§ **设定题目 1**:
从下面这篇讲解反序链表求和的文本中原样摘出一段，从“首先要理解题目,输入的两个链”开始，一直到“返回头结点的下一个节点即可。”为止（含该处）。
----- 所给文本 -----
[C++]LeetCode: 108 Add Two Numbers (反序链表求和)

题目:

You are given two linked lists representing two non-negative numbers. The digits are stored in reverse order and each of their nodes contain a single digit. Add the two numbers and return it as a linked list.

Input: (2 -> 4 -> 3) + (5 -> 6 -> 4)

Output: 7 -> 0 -> 8

思路:

首先要理解题目,输入的两个链表都是反序存储的。也就是链表首位代表数字的个位,第二位代表数字百位。接下来就和一般求和的题目一样了,维护当前求和结果和进位即可。注意最后要判断,是否还有进位,如果有,还需要再生成一位。

Attention:

1. 如何生成一个链表。维护一个头结点。同时,不断链接下去。最后返回头结点的下一个节点即可。

ListNode* d = new ListNode(0);
ListNode* head = d;
d->next = new ListNode(tmp % 10);
d = d->next;
return head->next;

复杂度:O(N)

AC Code:

/**
 * Definition for singly-linked list.
----- 所给条目 -----
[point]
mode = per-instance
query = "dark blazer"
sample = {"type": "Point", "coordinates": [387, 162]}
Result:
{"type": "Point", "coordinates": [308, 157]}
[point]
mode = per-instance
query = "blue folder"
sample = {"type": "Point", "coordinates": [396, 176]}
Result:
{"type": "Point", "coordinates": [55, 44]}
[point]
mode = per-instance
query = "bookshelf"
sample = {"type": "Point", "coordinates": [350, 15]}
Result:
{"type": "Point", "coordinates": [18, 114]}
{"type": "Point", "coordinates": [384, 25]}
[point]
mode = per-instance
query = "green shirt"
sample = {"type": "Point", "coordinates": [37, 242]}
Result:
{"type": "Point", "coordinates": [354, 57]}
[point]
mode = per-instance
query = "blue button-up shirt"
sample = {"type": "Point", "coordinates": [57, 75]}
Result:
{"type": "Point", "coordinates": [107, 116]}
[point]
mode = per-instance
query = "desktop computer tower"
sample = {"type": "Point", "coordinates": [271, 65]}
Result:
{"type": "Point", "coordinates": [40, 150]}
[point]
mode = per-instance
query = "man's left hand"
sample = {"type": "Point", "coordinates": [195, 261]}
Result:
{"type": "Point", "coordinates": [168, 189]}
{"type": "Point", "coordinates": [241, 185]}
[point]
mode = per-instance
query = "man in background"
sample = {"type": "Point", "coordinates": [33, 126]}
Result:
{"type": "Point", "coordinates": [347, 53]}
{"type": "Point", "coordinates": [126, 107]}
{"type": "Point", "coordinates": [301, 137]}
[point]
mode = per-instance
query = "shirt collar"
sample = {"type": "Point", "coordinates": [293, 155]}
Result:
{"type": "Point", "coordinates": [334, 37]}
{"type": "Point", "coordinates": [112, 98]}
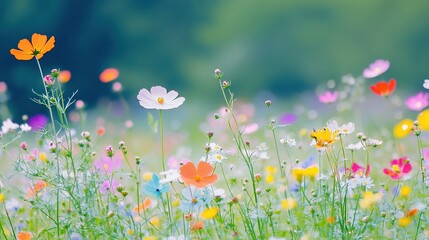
-----
§ **设定题目 2**:
统计上方条目中有多少行含有字符串“shirt”，只给出这个数字。

§ **正确结果 1**:
首先要理解题目,输入的两个链表都是反序存储的。也就是链表首位代表数字的个位,第二位代表数字百位。接下来就和一般求和的题目一样了,维护当前求和结果和进位即可。注意最后要判断,是否还有进位,如果有,还需要再生成一位。

Attention:

1. 如何生成一个链表。维护一个头结点。同时,不断链接下去。最后返回头结点的下一个节点即可。

§ **正确结果 2**:
3